Rewrite every line of the data below, requests included, and offset each coordinate in the answers by adding 52 to both its x and y values.

━━ PROVIDED RECORDS

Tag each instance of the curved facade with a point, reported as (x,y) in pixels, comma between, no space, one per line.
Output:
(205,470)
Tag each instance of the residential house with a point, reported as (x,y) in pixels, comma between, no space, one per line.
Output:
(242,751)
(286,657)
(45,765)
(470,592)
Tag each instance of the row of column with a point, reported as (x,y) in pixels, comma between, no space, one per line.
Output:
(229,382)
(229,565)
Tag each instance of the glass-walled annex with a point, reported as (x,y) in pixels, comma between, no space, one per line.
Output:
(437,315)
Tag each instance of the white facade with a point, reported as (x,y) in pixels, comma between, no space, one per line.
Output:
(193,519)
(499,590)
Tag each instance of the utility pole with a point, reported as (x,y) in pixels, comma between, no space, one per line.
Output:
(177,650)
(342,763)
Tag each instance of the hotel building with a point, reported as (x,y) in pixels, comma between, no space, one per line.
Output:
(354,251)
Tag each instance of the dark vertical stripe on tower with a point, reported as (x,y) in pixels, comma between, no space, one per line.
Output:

━━━━

• _ANSWER TO THE PROBLEM_:
Tag each instance of the curved facade with a point, reported as (x,y) in pixels, comma between, no space, one per line.
Output:
(257,522)
Tag each instance of the residential house with a point, reported as (x,y) in pixels, comma between, no space, one per line.
Output:
(294,803)
(338,709)
(97,817)
(522,644)
Tag each instance of the row of column with a point, reported as (x,y) in pixels, comma between, no space, one per line.
Output:
(281,434)
(281,617)
Tag each instance of the glass-walled annex with a point, reported as (x,y) in pixels, comma between, no space, one per line.
Output:
(489,367)
Tag each instance of the white facade with a point, reported as (x,y) in pixels, comma between, no space, one per line.
Output:
(245,571)
(551,642)
Tag each instance of the utility pole with a point, reported as (x,y) in pixels, comma between, no space, one per line.
Output:
(229,702)
(394,815)
Tag each instance of the hotel building with a point, reported as (x,y) in pixels, comma between, no space, one per line.
Output:
(406,303)
Tag each instance of the dark vertical stripe on tower with a point, reported as (x,y) in pixels, comma between, no space, one per line.
Output:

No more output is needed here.